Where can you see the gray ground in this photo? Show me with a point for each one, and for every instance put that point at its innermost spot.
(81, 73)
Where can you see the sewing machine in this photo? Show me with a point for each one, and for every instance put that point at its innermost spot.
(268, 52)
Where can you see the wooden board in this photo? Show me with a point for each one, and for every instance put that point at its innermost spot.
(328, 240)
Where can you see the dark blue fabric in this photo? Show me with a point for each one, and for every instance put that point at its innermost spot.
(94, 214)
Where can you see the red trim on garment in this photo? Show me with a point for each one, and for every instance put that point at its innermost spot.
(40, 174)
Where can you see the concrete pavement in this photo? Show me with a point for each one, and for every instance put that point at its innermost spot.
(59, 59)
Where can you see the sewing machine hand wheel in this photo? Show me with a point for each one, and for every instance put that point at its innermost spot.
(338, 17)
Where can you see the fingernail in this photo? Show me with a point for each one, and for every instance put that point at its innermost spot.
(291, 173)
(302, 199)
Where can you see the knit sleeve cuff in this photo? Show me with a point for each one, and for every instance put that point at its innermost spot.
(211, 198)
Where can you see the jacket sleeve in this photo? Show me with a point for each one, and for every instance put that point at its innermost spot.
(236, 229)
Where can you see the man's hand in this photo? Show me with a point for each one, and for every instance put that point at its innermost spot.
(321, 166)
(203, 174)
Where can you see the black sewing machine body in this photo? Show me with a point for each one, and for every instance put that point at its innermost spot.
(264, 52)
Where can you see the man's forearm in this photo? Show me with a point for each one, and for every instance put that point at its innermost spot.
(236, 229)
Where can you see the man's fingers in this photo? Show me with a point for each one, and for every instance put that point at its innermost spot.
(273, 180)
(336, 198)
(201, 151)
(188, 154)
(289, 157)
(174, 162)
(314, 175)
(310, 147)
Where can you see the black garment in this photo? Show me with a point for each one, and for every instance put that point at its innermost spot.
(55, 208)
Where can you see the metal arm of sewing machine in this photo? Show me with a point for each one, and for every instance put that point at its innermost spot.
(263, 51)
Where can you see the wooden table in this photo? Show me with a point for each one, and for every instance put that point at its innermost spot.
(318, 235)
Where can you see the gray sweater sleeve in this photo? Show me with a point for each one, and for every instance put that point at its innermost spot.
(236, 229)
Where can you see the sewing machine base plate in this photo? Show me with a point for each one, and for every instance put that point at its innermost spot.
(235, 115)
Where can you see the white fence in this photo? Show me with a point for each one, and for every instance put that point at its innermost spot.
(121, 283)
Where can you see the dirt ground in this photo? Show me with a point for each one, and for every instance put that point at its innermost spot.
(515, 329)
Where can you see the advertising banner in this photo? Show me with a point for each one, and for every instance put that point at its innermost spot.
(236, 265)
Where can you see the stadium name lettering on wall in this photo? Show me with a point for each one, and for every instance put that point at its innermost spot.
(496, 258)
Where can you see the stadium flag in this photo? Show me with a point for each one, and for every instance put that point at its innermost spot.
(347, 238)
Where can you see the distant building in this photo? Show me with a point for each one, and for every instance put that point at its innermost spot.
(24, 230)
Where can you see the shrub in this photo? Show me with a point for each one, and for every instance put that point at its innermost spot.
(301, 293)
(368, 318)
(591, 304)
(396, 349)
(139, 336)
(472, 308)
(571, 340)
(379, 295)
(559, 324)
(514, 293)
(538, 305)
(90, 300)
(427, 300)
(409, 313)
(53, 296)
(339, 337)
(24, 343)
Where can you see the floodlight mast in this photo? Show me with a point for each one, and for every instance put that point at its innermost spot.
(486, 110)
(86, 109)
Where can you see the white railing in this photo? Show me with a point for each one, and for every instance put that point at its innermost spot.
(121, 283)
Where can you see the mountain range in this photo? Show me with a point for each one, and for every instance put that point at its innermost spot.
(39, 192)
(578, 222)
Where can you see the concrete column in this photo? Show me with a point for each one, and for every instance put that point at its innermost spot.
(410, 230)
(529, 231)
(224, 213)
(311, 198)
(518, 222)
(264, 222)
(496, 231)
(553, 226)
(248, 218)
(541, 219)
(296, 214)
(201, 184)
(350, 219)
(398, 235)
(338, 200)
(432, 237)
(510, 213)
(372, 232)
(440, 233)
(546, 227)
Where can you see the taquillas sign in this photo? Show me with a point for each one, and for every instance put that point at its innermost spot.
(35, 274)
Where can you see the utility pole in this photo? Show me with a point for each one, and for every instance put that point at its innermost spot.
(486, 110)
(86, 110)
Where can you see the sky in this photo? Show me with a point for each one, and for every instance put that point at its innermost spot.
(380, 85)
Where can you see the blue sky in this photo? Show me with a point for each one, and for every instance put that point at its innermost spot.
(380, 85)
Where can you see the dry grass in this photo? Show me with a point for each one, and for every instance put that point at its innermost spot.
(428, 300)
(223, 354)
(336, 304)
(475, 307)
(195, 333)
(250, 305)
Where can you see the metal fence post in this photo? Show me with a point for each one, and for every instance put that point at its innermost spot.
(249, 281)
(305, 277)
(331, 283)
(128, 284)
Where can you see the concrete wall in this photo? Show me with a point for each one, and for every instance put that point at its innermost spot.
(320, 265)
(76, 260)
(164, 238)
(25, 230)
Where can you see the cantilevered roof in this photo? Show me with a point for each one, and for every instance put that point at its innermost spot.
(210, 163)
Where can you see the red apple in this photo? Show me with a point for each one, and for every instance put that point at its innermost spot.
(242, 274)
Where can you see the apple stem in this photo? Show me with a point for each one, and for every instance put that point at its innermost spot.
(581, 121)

◇ ◇ ◇ ◇ ◇ ◇ ◇

Required action
Return, exactly as written, the "Where can you see the concrete wall" line and each line after it through the end of the listing above.

Solution
Where can you see the concrete wall in this photo? Show me with a point for each one, and for every instance put that point at its innermost spot.
(320, 265)
(76, 260)
(164, 238)
(25, 230)
Where can you see the cantilevered roof in this photo? Show me with a point for each one, and for every instance put that point at its innermost spot.
(210, 163)
Where can you see the red apple in this photo? Show me with a point for each one, and for every instance put that point at its innermost spot.
(242, 274)
Where can you see the apple stem in this photo? Show me with a point for each one, and for every instance put that point at its innermost spot.
(581, 121)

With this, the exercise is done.